**Extracted text**.
*-*-*
Find a vector NOT perpendicular to a given set of vectors

Question

Let us suppose to have a finite set of vectors $S=\{v_1,\ldots,v_m\}$ in $\mathbb{R}^n$ (with $m \gg n$ in general). I need to find a vector $x \in \mathbb{R}^n$ that is NOT perpendicular to any vector in $S$. The existence of such a vector $x$ is guaranteed, moreover almost every vector in $\mathbb{R}^n$ satisfies this property. But I need to find an algorithm to determine a vector with these properties, I cannot close my eyes and choose.

Any ideas?

EDIT1: in my case, the vectors in $S$ have some "symmetries" in the sense that they are generated by permutation and change of signs of a few vectors in $S$

EDIT2: $v_1+\ldots+v_m=0 \in \mathbb{R}^n$

EDIT3: I simplified the solution proposed by Tom Collinge. We define a sequence $\{x_i\}_{i=1}^m$ such that $x_m=x$ is what we are looking for. First define $x_1=v_1$, so $x_1 \cdot v_1 \ne 0$ and they are not perpendicular (obviously). Then, recursively, define for $k \in \{2,\ldots,m\}$ $$ x_k=\begin{cases} x_{k-1}+2v_k & \text{if }x_{k-1}=-v_k\\ x_{k-1}+v_k & \text{otherwise} \end{cases}. $$ By construction we have that $x_k \cdot v_i \ne 0$ for $i \le k$, then $x_m \cdot v_i \ne 0$ for all $v_i \in S$, so $x=x_m$ is not perpendicular to every element in $S$. Can it works?

EDIT4: As pointed out, the algorithm proposed in EDIT3 does not work

Answer 1

Here is an algorithm that will work, although it might not work well in practice (because it might involve very large numbers). Reorder your vectors so that $v_2, \ldots, v_k$ are the vectors orthogonal to $v_1$, and $v_{k+1}, \ldots, v_m$ are not orthogonal to $v_1$. Recursively solve the problem for the vectors $v_2, \ldots, v_k$, so that you get a vector $y$ which is not orthogonal to any of $v_2, \ldots, v_k$. (If $k = 1$, i.e. there are no vectors in the set orthogonal to $v_1$, you can take any non-zero vector.)
*-*-*
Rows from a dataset
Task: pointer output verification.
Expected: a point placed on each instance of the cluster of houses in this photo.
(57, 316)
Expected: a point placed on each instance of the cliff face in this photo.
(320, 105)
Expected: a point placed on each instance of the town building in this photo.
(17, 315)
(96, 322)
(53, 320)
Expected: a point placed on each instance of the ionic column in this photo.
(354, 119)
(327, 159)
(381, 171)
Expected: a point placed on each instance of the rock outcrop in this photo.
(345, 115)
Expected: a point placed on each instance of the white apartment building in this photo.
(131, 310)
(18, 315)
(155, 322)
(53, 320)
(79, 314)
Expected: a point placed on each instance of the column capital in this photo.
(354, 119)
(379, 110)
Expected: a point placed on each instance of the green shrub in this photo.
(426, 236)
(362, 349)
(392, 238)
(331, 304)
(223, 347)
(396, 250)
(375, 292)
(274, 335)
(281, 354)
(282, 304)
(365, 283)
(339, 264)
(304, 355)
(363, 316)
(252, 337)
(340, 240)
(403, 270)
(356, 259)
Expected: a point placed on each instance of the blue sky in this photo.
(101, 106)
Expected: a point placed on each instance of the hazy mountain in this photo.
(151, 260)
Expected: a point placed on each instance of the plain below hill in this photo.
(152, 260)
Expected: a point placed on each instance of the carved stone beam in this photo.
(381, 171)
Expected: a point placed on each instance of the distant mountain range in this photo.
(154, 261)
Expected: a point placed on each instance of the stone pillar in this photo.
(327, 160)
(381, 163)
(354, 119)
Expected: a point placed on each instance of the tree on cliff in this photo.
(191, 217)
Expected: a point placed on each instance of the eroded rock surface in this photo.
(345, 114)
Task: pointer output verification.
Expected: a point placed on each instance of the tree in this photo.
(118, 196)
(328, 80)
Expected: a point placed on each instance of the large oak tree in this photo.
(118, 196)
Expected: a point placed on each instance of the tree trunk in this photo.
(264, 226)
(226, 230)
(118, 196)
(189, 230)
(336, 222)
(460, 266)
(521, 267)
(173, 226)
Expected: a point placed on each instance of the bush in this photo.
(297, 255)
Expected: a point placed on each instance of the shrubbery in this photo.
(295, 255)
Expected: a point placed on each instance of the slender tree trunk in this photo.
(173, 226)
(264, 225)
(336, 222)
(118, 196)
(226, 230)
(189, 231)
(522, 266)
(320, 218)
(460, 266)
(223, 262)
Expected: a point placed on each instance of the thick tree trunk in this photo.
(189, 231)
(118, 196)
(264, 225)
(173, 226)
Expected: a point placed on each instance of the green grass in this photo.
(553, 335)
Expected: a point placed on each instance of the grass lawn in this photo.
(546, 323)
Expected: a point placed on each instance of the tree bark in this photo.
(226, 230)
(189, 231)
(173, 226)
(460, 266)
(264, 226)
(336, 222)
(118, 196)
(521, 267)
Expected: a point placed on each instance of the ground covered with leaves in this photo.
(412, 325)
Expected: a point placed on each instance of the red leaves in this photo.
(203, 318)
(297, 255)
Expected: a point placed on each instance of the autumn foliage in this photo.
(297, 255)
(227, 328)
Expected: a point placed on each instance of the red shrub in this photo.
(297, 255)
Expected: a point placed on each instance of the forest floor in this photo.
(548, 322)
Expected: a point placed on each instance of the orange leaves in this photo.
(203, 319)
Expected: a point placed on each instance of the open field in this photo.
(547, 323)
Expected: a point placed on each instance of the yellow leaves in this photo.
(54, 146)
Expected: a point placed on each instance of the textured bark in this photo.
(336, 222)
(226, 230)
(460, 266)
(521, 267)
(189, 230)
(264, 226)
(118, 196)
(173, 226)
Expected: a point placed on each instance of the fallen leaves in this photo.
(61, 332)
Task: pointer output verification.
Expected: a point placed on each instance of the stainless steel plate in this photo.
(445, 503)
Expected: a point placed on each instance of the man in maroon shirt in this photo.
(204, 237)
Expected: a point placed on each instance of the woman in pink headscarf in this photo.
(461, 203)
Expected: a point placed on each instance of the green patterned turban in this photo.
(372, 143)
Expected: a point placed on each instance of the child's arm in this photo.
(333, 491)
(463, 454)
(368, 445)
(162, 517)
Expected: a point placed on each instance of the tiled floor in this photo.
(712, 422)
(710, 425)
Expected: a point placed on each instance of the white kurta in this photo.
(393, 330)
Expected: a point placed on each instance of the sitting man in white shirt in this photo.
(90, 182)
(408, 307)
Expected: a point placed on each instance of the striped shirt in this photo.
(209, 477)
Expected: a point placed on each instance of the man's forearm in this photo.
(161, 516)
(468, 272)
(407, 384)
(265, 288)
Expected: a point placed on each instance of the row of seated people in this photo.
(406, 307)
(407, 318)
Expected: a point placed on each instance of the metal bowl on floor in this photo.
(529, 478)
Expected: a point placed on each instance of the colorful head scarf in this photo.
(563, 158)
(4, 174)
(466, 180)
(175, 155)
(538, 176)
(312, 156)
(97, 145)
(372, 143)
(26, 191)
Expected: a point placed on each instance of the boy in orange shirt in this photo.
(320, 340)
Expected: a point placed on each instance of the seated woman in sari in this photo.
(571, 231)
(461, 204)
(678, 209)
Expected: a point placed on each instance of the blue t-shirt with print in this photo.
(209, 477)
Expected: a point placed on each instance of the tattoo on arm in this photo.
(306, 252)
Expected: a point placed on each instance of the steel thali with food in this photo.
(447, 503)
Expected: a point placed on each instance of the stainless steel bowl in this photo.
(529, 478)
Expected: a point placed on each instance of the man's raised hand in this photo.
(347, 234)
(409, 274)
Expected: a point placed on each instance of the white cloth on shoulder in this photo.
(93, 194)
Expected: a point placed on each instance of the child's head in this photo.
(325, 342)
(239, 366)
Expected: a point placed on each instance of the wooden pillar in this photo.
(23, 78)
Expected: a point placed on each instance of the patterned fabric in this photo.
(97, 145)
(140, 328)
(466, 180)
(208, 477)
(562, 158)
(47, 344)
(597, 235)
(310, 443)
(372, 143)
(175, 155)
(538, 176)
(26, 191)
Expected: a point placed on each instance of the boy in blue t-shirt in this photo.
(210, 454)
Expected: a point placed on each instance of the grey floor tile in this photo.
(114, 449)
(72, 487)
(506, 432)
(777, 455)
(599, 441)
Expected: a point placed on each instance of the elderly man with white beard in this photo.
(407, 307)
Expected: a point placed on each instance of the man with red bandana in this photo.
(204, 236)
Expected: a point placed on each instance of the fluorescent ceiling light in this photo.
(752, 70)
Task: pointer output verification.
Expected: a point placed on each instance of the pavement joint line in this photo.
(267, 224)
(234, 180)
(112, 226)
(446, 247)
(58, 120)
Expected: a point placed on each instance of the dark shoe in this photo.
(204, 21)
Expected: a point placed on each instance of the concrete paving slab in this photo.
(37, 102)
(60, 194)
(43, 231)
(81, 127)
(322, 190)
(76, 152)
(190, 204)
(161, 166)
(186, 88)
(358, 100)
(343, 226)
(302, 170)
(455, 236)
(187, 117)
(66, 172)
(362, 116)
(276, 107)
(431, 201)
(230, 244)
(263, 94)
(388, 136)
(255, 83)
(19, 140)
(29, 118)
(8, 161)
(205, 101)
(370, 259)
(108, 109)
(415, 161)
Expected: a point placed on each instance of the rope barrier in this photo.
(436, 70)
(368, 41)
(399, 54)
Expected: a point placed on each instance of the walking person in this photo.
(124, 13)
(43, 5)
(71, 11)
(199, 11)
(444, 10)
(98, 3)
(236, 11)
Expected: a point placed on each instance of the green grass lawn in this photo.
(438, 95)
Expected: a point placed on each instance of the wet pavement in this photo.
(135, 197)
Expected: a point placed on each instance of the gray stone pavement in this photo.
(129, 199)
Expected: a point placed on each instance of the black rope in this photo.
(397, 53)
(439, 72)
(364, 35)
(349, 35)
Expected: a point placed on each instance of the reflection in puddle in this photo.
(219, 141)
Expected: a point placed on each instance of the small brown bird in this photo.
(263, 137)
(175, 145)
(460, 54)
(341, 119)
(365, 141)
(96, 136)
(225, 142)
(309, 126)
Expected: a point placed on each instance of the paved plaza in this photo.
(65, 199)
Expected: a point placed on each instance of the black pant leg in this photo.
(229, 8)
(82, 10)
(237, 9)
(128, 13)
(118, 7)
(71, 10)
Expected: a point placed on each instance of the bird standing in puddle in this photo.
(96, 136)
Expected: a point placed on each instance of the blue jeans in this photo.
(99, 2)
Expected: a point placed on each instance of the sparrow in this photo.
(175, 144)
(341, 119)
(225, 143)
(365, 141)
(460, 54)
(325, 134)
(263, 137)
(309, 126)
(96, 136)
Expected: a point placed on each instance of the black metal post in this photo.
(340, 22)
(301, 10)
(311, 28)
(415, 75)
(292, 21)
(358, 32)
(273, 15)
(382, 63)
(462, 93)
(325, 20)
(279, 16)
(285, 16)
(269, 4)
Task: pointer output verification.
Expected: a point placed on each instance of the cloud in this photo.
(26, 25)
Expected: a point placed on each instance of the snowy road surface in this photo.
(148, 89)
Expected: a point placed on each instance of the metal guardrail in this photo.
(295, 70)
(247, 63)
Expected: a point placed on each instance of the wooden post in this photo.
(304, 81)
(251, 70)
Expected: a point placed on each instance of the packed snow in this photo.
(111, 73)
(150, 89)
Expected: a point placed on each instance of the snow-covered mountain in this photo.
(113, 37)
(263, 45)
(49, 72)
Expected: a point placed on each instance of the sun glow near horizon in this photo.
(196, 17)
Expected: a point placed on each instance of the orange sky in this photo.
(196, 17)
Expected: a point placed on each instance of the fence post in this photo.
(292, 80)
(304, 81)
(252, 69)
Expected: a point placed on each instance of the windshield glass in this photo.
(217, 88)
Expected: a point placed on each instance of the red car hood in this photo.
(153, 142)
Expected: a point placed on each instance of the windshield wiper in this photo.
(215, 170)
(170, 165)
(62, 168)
*-*-*
**Exercise tasks**.
[1] In the forum thread on finding a non-perpendicular vector, whose proposed solution does the asker say was simplified in EDIT3?
[2] The forum thread on finding a non-perpendicular vector contains several labeled edits. List each edit label with what that edit states, one line per edit.

**Written responses**.
[1] Tom Collinge's.

[2]
EDIT1: The vectors in S have "symmetries": they are generated by permutation and change of signs of a few vectors in S.
EDIT2: v_1 + … + v_m = 0 in ℝⁿ.
EDIT3: A simplified version of Tom Collinge's solution. It sets x_1 = v_1. For k from 2 to m, x_k = x_{k−1} + 2v_k if x_{k−1} = −v_k, and x_k = x_{k−1} + v_k otherwise. It then takes x = x_m.
EDIT4: The algorithm proposed in EDIT3 does not work.